◆ Exercise: Your answer must be the lines from the one containing "Query: fence railing" through the last line below, copied exactly, with no pictures.

[[ Exercise data open ]]

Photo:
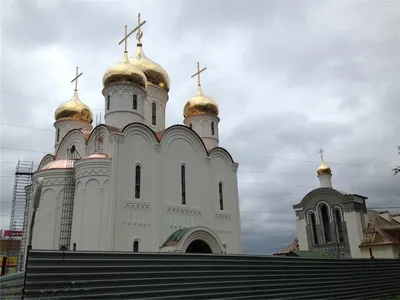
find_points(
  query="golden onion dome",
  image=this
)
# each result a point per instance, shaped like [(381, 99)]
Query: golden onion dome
[(125, 72), (200, 105), (155, 74), (324, 169), (74, 109)]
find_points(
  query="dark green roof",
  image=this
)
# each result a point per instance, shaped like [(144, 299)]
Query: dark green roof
[(303, 253), (175, 238)]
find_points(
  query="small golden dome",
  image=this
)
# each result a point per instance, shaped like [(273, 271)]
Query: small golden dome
[(200, 105), (125, 72), (74, 109), (155, 74), (324, 169)]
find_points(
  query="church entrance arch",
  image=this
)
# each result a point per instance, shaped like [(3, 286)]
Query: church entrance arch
[(198, 246), (199, 239)]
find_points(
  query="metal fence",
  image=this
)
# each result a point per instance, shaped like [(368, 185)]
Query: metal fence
[(111, 275)]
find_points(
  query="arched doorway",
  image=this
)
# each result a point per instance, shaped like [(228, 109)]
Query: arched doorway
[(198, 246)]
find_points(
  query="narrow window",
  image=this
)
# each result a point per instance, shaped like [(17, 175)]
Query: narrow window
[(183, 184), (153, 113), (339, 227), (134, 102), (137, 182), (136, 246), (314, 229), (221, 197), (325, 223)]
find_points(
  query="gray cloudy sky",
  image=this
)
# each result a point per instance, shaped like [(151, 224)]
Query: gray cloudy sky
[(290, 77)]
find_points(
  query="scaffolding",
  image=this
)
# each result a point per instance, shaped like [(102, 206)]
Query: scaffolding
[(22, 251), (18, 219), (68, 199)]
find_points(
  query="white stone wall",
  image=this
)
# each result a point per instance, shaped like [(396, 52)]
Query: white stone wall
[(107, 216), (302, 233), (46, 230), (121, 112), (160, 211), (325, 180), (160, 97), (355, 232), (65, 126), (91, 205), (202, 124)]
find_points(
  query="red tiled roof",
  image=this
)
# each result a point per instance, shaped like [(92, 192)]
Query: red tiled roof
[(382, 230)]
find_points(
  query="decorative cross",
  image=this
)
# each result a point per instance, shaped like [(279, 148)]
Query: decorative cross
[(133, 31), (321, 152), (198, 73), (76, 79), (139, 35)]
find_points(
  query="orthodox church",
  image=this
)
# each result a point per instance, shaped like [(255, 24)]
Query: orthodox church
[(131, 184), (340, 225)]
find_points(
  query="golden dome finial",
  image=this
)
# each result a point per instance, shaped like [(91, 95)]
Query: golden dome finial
[(200, 104), (76, 79), (125, 72), (155, 74), (74, 109), (139, 34), (323, 169)]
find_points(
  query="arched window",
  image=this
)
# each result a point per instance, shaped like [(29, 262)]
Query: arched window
[(137, 182), (338, 223), (134, 102), (221, 197), (313, 222), (135, 246), (325, 223), (183, 184), (153, 113)]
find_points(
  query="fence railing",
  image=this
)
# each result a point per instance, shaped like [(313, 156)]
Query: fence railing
[(111, 275)]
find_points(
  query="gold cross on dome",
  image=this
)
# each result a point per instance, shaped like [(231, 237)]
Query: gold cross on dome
[(139, 35), (137, 28), (76, 79), (321, 152), (198, 73)]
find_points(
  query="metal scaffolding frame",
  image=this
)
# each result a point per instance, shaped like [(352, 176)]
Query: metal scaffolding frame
[(19, 210), (68, 199)]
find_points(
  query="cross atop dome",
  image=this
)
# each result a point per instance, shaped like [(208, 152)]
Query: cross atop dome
[(76, 79), (198, 74)]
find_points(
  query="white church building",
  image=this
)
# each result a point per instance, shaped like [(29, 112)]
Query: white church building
[(131, 184)]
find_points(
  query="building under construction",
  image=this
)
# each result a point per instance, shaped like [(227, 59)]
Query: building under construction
[(15, 239)]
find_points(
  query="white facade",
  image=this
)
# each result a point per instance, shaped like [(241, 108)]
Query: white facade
[(206, 126), (134, 182), (107, 215)]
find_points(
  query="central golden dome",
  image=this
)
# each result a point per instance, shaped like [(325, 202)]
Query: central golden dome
[(200, 105), (155, 74), (324, 169), (74, 109), (125, 72)]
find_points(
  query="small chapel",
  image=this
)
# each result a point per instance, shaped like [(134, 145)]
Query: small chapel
[(131, 184), (339, 224)]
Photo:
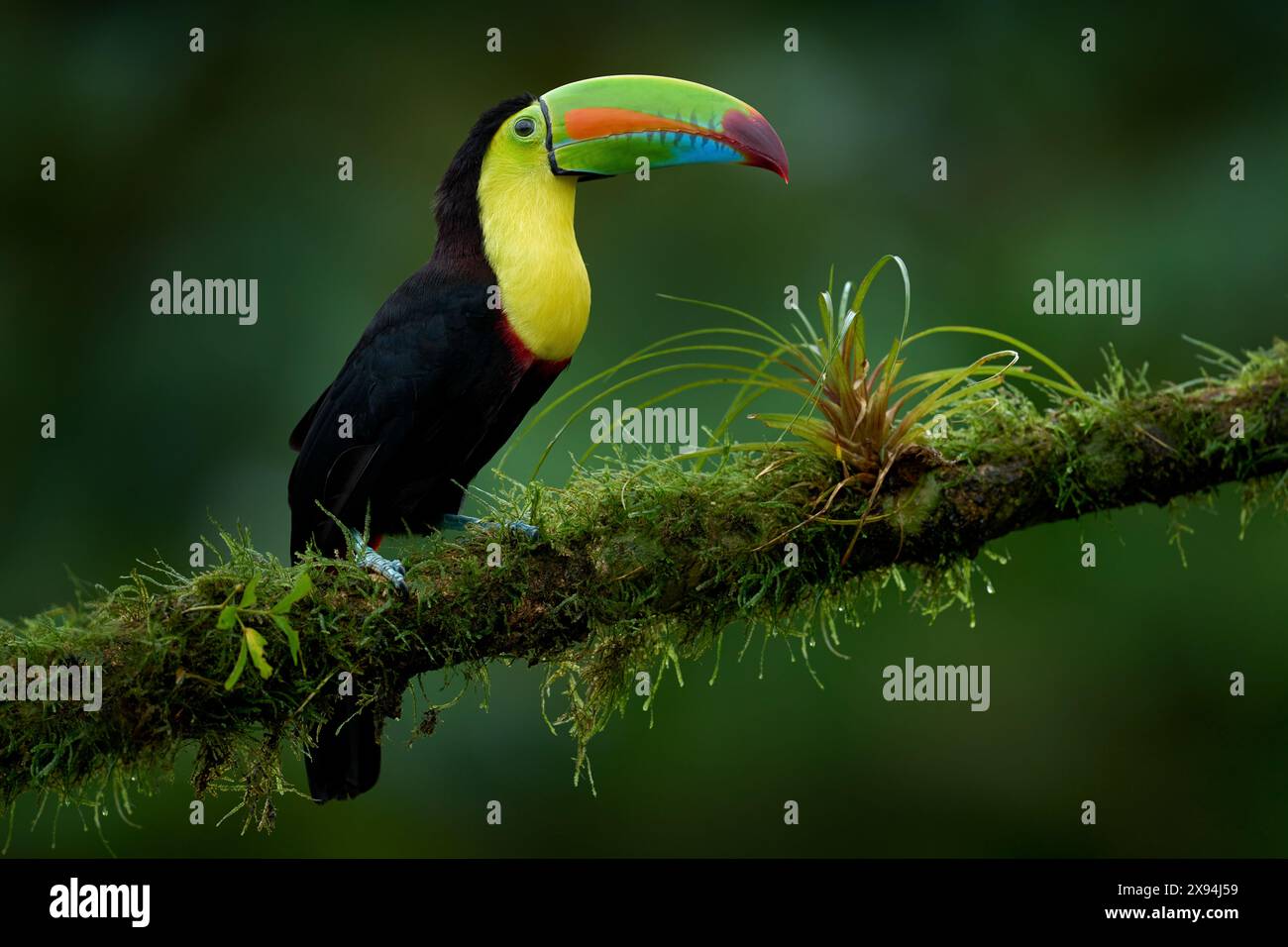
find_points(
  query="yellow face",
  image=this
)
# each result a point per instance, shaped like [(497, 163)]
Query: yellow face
[(527, 217)]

[[ Exercise data closed ]]

◆ Expected answer:
Query: fence railing
[(111, 275)]
find_points(
  query="gold cross on dome",
  image=this
)
# each result a point per instance, shaped like [(231, 237)]
Query: gold cross on dome
[(139, 35), (137, 28), (76, 79), (321, 152), (198, 73)]
find_points(
  query="metal scaffolding frame",
  image=this
)
# each result a point per instance, shaped like [(352, 176)]
Query: metal scaffolding frame
[(19, 210), (68, 199)]
find_points(
  query="cross atop dome",
  image=this
)
# each result a point per instance, shaped like [(208, 152)]
Query: cross atop dome
[(76, 79), (198, 74)]
find_points(
  query="white church building",
  image=this
)
# each result a point per instance, shaped like [(29, 112)]
Query: white church building
[(131, 184)]
find_points(
  query="building under construction",
  image=this
)
# each result a point per instance, shaped like [(227, 59)]
Query: building under construction
[(15, 239)]
find_points(
  query="white facade",
  image=this
)
# each result a point per instance, shaped like [(241, 108)]
Query: white facade
[(206, 126), (134, 182), (107, 215)]
find_points(
  query="central golden dome",
  image=this
)
# each result a point per instance, shaped like [(325, 202)]
Query: central golden dome
[(200, 105), (155, 74), (324, 169), (74, 109), (125, 72)]
find_points(
  query="small chapel",
  image=this
)
# each result a point per instance, shaped like [(134, 145)]
Query: small chapel
[(131, 184), (339, 224)]
Photo:
find_points(
  query="yellow face",
  image=this
)
# each result a point per instance, shaped like [(497, 163)]
Query: yellow face
[(527, 217)]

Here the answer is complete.